[Supplied entries]
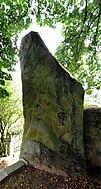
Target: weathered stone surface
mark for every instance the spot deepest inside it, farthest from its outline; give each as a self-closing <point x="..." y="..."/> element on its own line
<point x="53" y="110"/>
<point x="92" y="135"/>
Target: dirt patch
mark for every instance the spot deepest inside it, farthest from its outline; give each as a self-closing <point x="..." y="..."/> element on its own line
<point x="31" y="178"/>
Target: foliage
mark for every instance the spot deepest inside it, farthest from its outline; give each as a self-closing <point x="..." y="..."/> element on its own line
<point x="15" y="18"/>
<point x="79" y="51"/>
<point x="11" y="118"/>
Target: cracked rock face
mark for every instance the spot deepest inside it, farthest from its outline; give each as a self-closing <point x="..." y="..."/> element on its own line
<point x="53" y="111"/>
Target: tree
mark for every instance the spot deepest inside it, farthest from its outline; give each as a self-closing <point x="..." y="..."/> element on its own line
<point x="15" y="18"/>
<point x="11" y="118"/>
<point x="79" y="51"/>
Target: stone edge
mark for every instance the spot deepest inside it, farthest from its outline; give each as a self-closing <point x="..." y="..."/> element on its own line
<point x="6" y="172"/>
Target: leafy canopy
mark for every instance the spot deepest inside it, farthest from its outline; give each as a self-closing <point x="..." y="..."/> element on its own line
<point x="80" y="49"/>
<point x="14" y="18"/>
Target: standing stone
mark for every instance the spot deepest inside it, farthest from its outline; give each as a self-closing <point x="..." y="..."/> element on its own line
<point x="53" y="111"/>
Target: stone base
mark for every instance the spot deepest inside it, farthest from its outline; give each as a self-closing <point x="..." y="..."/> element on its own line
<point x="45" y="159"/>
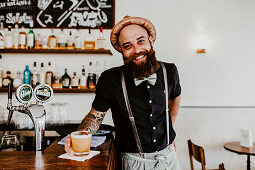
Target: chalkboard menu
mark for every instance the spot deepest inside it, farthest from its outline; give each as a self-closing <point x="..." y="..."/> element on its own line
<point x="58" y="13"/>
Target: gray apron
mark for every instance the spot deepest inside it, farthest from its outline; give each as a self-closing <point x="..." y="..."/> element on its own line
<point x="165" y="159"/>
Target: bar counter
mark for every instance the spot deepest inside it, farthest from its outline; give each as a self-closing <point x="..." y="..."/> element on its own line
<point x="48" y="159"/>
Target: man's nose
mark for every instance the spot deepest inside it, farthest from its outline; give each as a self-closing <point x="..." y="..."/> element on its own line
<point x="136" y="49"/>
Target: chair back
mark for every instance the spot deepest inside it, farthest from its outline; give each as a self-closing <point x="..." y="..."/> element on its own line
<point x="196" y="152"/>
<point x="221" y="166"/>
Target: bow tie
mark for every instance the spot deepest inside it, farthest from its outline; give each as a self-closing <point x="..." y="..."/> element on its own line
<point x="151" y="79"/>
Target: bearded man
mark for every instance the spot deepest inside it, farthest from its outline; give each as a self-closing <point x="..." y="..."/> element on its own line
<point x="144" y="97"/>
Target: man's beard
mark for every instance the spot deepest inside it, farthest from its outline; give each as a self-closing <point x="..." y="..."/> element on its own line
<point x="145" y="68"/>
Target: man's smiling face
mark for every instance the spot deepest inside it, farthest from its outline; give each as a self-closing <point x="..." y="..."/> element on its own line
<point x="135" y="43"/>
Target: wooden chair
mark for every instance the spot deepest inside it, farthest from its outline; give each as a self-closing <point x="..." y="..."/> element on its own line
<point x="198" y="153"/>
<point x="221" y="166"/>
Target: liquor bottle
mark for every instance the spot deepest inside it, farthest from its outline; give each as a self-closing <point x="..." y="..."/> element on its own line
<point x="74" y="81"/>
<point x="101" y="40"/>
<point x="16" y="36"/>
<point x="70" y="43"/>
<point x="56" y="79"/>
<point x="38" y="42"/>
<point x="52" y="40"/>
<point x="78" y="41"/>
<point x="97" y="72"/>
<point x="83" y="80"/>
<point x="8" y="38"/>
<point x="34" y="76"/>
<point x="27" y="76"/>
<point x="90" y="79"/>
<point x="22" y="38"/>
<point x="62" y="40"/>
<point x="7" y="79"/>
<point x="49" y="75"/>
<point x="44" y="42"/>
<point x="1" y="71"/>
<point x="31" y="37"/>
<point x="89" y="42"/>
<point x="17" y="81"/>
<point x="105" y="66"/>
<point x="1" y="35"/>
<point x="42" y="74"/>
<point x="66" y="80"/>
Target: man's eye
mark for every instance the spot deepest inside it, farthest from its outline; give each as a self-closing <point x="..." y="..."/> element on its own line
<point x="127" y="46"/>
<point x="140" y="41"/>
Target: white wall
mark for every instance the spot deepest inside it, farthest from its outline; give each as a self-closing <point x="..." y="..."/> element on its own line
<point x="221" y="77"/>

[Action item] Omit the pictures and set down the records exactly.

[Response]
Target: weathered stone surface
mark for every instance the spot deepest inside it, farthest from its outline; give each as a self-closing <point x="..." y="..."/> element on its own line
<point x="53" y="110"/>
<point x="92" y="135"/>
Target: dirt patch
mark for every instance the spot deepest inside it, farthest from its outline; give each as a self-closing <point x="..." y="..."/> element on its own line
<point x="31" y="178"/>
Target: foliage
mark for every instance the spot deepest inside it, farthest from its outline; give each as a self-closing <point x="..." y="..."/> element on its own line
<point x="15" y="18"/>
<point x="79" y="51"/>
<point x="11" y="118"/>
Target: cracked rock face
mark for every instance the spot deepest inside it, farthest from its outline; give each as a self-closing <point x="..." y="..."/> element on its own line
<point x="53" y="111"/>
Target: tree
mark for every instance the spot deepest inside it, farthest from its outline; give each as a self-closing <point x="..." y="..."/> element on its own line
<point x="15" y="18"/>
<point x="11" y="118"/>
<point x="79" y="51"/>
Target: stone edge
mark for every instance the spot deepest inside it, farthest from its outline; give each as a self-closing <point x="..." y="..."/> element on its own line
<point x="6" y="172"/>
Target: leafy canopy
mark for every instance the spot deepest inside it, farthest from its outline; give each as a self-closing <point x="..." y="..."/> element on its own line
<point x="80" y="49"/>
<point x="14" y="18"/>
Target: standing stone
mark for every instance the spot deepest inside it, farthest from its outline; give each as a self-closing <point x="..." y="..."/> element on its own line
<point x="53" y="111"/>
Target: stone base
mark for every instance the spot deepest inside it, farthest from its outline; give each as a self-closing <point x="..." y="..."/> element on its own line
<point x="45" y="159"/>
Target: chalkboard menu
mark for every instance the spot deepest inside it, farthest from its outline; give each as a self-closing <point x="..." y="..."/> element on its own line
<point x="58" y="13"/>
Target: gray apron
mark for every instance the spot deepest inside it, farthest from its outline; give each as a self-closing <point x="..." y="..."/> element on its own line
<point x="165" y="159"/>
Target: bar counter
mark for every instance the spot deepest inside it, farthest from its outline; give each as a self-closing <point x="..." y="..."/> element on its own line
<point x="48" y="159"/>
Target: man's nose
mark for every instance the spot deepest inside it, farthest from its outline; give each as a self-closing <point x="..." y="..."/> element on its own line
<point x="136" y="49"/>
Target: chair back
mark for every instance the spot deepest inside it, farthest from its outline; give each as a self-closing <point x="..." y="..."/> element on its own line
<point x="196" y="152"/>
<point x="221" y="166"/>
Target: bow tie
mark for every instance the spot deepest inside it, farthest from its outline; give each as a self-closing <point x="..." y="..."/> element on its own line
<point x="151" y="79"/>
Target: bearded man
mark for every instance the spot deepest inside it, farthest from its outline; give each as a self-closing <point x="..." y="..."/> element on its own line
<point x="144" y="97"/>
Target: man's beard
mark for every instance the spot deepest inside it, farthest from its outline; give each as a self-closing <point x="..." y="..."/> element on its own line
<point x="145" y="68"/>
Target: man's smiling face
mark for every instance the spot deepest inside it, farthest from its outline; give each as a self-closing <point x="..." y="..."/> element on its own line
<point x="135" y="43"/>
Target: wooden chair
mark for every instance the spot deepest inside it, farthest from its outline; give each as a self-closing <point x="..." y="..."/> element on its own line
<point x="198" y="153"/>
<point x="221" y="166"/>
Target: liquor bottle
mark for every instance the spot deepest inside it, farthest from its outline; give each as a self-closing <point x="..." y="..."/> element on its own line
<point x="74" y="81"/>
<point x="101" y="40"/>
<point x="16" y="36"/>
<point x="70" y="43"/>
<point x="56" y="79"/>
<point x="38" y="42"/>
<point x="52" y="40"/>
<point x="78" y="41"/>
<point x="97" y="72"/>
<point x="83" y="80"/>
<point x="8" y="38"/>
<point x="34" y="76"/>
<point x="27" y="76"/>
<point x="90" y="79"/>
<point x="22" y="38"/>
<point x="62" y="40"/>
<point x="7" y="79"/>
<point x="49" y="75"/>
<point x="44" y="42"/>
<point x="1" y="71"/>
<point x="31" y="37"/>
<point x="89" y="42"/>
<point x="17" y="81"/>
<point x="105" y="66"/>
<point x="1" y="35"/>
<point x="42" y="74"/>
<point x="66" y="80"/>
Target: man's eye
mark for every instance the spot deepest inside it, farthest from its outline; give each as a self-closing <point x="..." y="..."/> element on its own line
<point x="127" y="46"/>
<point x="140" y="41"/>
Target: white wall
mark for every instance the spot deepest inside it, farthest from its outline; give each as a self-closing <point x="..." y="..."/> element on its own line
<point x="221" y="77"/>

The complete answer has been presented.